• [ACTIVITY]:
Transcribe exactly the lines that fall between the one holding "negative clicks: (298, 294)" and the one holding "35L319 39L350 41L366", inclusive, from the entries below.

• [DATA RECORDS]:
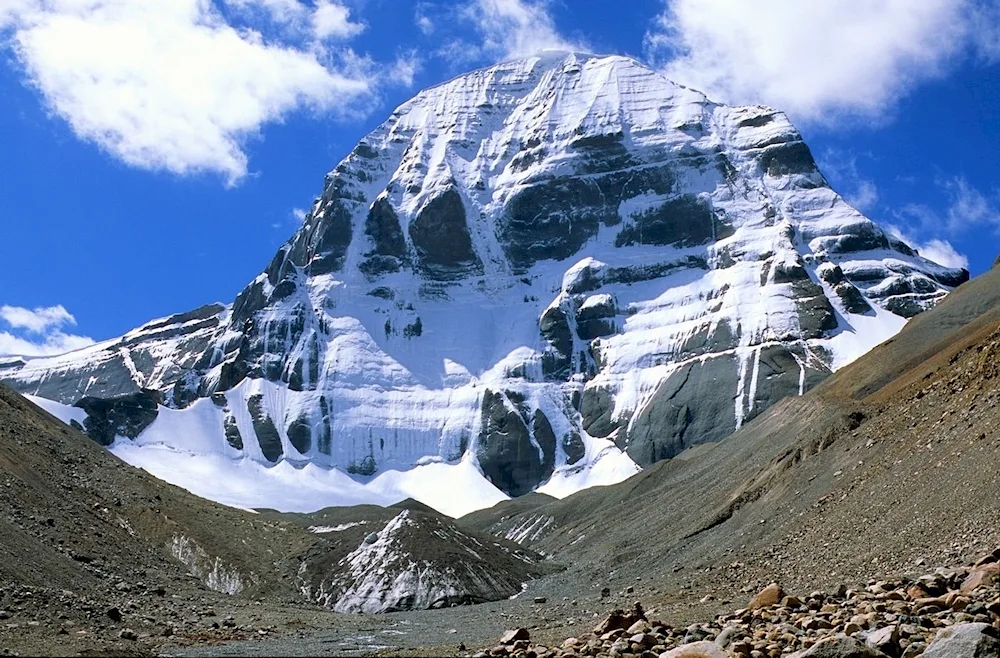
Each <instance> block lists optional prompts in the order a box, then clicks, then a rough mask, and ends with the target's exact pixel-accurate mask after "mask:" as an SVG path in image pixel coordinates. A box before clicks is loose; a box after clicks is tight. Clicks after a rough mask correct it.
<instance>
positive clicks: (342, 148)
mask: <svg viewBox="0 0 1000 658" xmlns="http://www.w3.org/2000/svg"><path fill="white" fill-rule="evenodd" d="M609 6H612V5H609V3H607V2H606V1H596V0H573V1H572V2H570V1H569V0H550V1H547V2H546V1H544V0H452V1H447V2H432V1H426V2H425V1H421V2H410V1H407V0H158V1H157V2H145V0H0V145H2V146H0V201H2V206H0V244H2V248H3V250H4V267H3V268H2V270H0V354H4V353H27V354H41V353H55V352H58V351H60V350H65V349H67V348H73V347H79V346H82V345H85V344H87V343H88V342H89V341H91V340H102V339H107V338H111V337H114V336H117V335H120V334H122V333H124V332H125V331H127V330H129V329H130V328H133V327H135V326H137V325H139V324H141V323H143V322H146V321H148V320H150V319H152V318H155V317H160V316H163V315H167V314H169V313H173V312H178V311H184V310H188V309H191V308H194V307H196V306H199V305H201V304H204V303H207V302H211V301H217V300H218V301H224V302H229V301H232V299H233V297H234V296H235V294H236V293H237V292H238V291H239V290H240V289H241V288H242V287H243V286H244V285H245V284H246V283H247V282H248V281H249V280H250V279H251V278H253V277H254V276H255V275H256V274H257V273H258V272H259V271H260V270H261V269H262V268H263V267H265V266H266V264H267V262H268V261H269V259H270V258H271V256H272V255H273V253H274V251H275V249H276V248H277V247H278V246H279V245H280V244H281V243H282V242H284V241H285V240H286V239H287V238H288V237H289V236H290V235H291V234H292V232H294V230H295V229H296V227H297V225H298V222H299V216H300V212H301V211H300V210H299V209H301V208H306V207H308V206H309V204H310V203H311V201H312V199H313V198H314V197H315V196H317V195H318V194H319V193H320V191H321V188H322V181H323V175H324V173H326V172H327V171H329V170H330V169H332V168H333V167H334V166H335V165H336V164H337V162H338V161H339V160H340V159H341V158H342V157H343V156H344V155H346V153H347V152H348V151H349V150H350V149H351V148H352V147H353V145H354V144H355V143H356V142H357V141H358V140H359V139H360V138H361V137H363V136H364V134H365V133H367V132H368V131H369V130H371V129H372V128H374V127H375V126H376V125H378V123H379V122H381V121H382V120H383V119H384V118H385V117H386V116H387V115H388V114H389V113H390V112H391V111H392V109H393V108H394V107H395V106H397V105H399V104H400V103H402V102H403V101H405V100H406V99H407V98H409V97H410V96H412V95H413V94H414V93H415V92H416V91H418V90H420V89H421V88H424V87H426V86H429V85H432V84H435V83H438V82H441V81H443V80H446V79H448V78H450V77H452V76H454V75H457V74H459V73H462V72H464V71H467V70H471V69H473V68H477V67H479V66H484V65H488V64H491V63H494V62H496V61H500V60H503V59H507V58H511V57H517V56H523V55H526V54H530V53H531V52H534V51H537V50H538V49H540V48H546V47H556V48H565V49H579V50H586V51H590V52H599V53H619V54H626V55H630V56H633V57H636V58H637V59H639V60H641V61H644V62H646V63H648V64H650V65H652V66H655V67H656V68H659V69H661V70H663V71H664V72H666V73H667V74H668V75H669V76H670V77H672V78H673V79H675V80H677V81H678V82H681V83H682V84H687V85H689V86H692V87H695V88H698V89H701V90H702V91H705V92H706V93H708V94H709V96H710V97H711V98H713V99H714V100H718V101H723V102H732V103H764V104H768V105H772V106H775V107H777V108H779V109H782V110H784V111H786V112H787V113H788V114H789V116H790V117H791V118H792V121H793V122H794V123H795V124H796V125H797V126H798V127H799V128H800V129H801V131H802V132H803V134H804V136H805V138H806V140H807V142H808V143H809V144H810V145H811V147H812V149H813V151H814V154H815V155H816V156H817V159H818V160H819V162H820V165H821V168H822V169H823V171H824V173H825V174H826V175H827V177H828V178H829V179H830V181H831V183H832V184H833V185H834V187H835V188H836V189H837V190H838V191H839V192H841V193H842V194H843V195H845V196H846V197H847V198H848V199H849V200H850V201H852V202H853V203H855V205H857V206H858V207H859V208H860V209H862V210H863V211H864V212H865V213H866V214H868V216H869V217H871V218H872V219H874V220H876V221H878V222H880V223H882V224H884V225H889V226H892V227H893V228H894V230H896V231H898V232H900V233H901V234H903V235H904V236H905V237H906V238H907V239H908V240H909V241H910V242H911V244H913V245H915V246H917V247H918V248H920V249H921V250H922V253H924V254H925V255H928V256H933V257H935V258H938V259H940V260H944V261H947V262H948V263H949V264H959V265H967V267H968V269H969V270H970V271H971V272H972V273H973V274H974V275H975V274H979V273H981V272H983V271H985V270H986V269H988V268H989V267H990V265H991V264H992V262H993V259H994V258H995V257H996V256H997V253H998V252H1000V245H998V240H997V235H998V231H1000V162H998V158H997V151H998V149H997V147H998V145H1000V7H998V6H997V3H996V1H995V0H921V1H920V2H912V1H911V0H880V1H879V2H870V1H868V0H827V1H825V2H821V3H802V2H800V1H799V0H759V1H757V2H752V3H751V2H743V1H740V0H634V1H632V2H619V3H614V5H613V9H612V10H609Z"/></svg>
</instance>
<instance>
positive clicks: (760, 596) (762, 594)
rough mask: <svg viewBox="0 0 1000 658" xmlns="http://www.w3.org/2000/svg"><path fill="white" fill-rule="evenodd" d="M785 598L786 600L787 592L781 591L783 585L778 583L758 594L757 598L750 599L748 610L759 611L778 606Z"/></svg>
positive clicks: (768, 586) (767, 587)
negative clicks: (771, 606) (761, 609)
mask: <svg viewBox="0 0 1000 658" xmlns="http://www.w3.org/2000/svg"><path fill="white" fill-rule="evenodd" d="M783 598H785V590H783V589H781V585H779V584H778V583H771V584H770V585H768V586H767V587H765V588H764V589H762V590H761V591H760V592H758V593H757V596H755V597H753V598H752V599H750V603H748V604H747V609H748V610H757V609H759V608H766V607H768V606H772V605H777V604H778V603H779V602H780V601H781V599H783Z"/></svg>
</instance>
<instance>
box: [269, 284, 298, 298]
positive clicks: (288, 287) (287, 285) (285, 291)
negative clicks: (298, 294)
mask: <svg viewBox="0 0 1000 658" xmlns="http://www.w3.org/2000/svg"><path fill="white" fill-rule="evenodd" d="M297 287H298V286H297V285H296V284H295V281H292V280H291V279H285V280H284V281H282V282H280V283H279V284H278V285H276V286H275V287H274V289H273V290H271V294H270V295H269V296H268V298H267V303H268V304H274V303H275V302H279V301H281V300H282V299H285V298H286V297H291V296H292V294H293V293H295V290H296V288H297Z"/></svg>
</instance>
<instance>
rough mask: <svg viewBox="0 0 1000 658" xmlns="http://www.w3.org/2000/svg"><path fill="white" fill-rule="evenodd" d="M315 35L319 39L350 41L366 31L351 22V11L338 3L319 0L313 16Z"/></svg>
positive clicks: (313, 14)
mask: <svg viewBox="0 0 1000 658" xmlns="http://www.w3.org/2000/svg"><path fill="white" fill-rule="evenodd" d="M312 25H313V34H315V35H316V38H317V39H330V38H335V39H349V38H350V37H353V36H355V35H357V34H360V33H361V32H362V31H364V29H365V25H364V24H363V23H355V22H353V21H351V10H350V9H348V8H347V7H345V6H344V5H342V4H340V3H338V2H332V1H331V0H319V1H318V2H317V3H316V11H315V12H313V15H312Z"/></svg>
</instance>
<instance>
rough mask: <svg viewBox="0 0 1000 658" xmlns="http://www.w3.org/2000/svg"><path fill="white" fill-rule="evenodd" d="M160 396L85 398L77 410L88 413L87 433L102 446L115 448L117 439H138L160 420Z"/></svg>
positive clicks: (74, 405) (90, 397) (96, 441)
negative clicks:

• [RESULT]:
negative clicks: (298, 294)
mask: <svg viewBox="0 0 1000 658" xmlns="http://www.w3.org/2000/svg"><path fill="white" fill-rule="evenodd" d="M297 287H298V286H297V285H296V284H295V281H292V280H291V279H285V280H284V281H282V282H280V283H279V284H278V285H276V286H275V287H274V289H273V290H271V294H270V295H269V296H268V298H267V303H268V304H274V303H275V302H279V301H281V300H282V299H285V298H286V297H291V296H292V294H293V293H295V290H296V288H297Z"/></svg>
</instance>
<instance>
rough mask: <svg viewBox="0 0 1000 658" xmlns="http://www.w3.org/2000/svg"><path fill="white" fill-rule="evenodd" d="M315 35L319 39L350 41L366 31L351 22V11L338 3L319 0L313 16Z"/></svg>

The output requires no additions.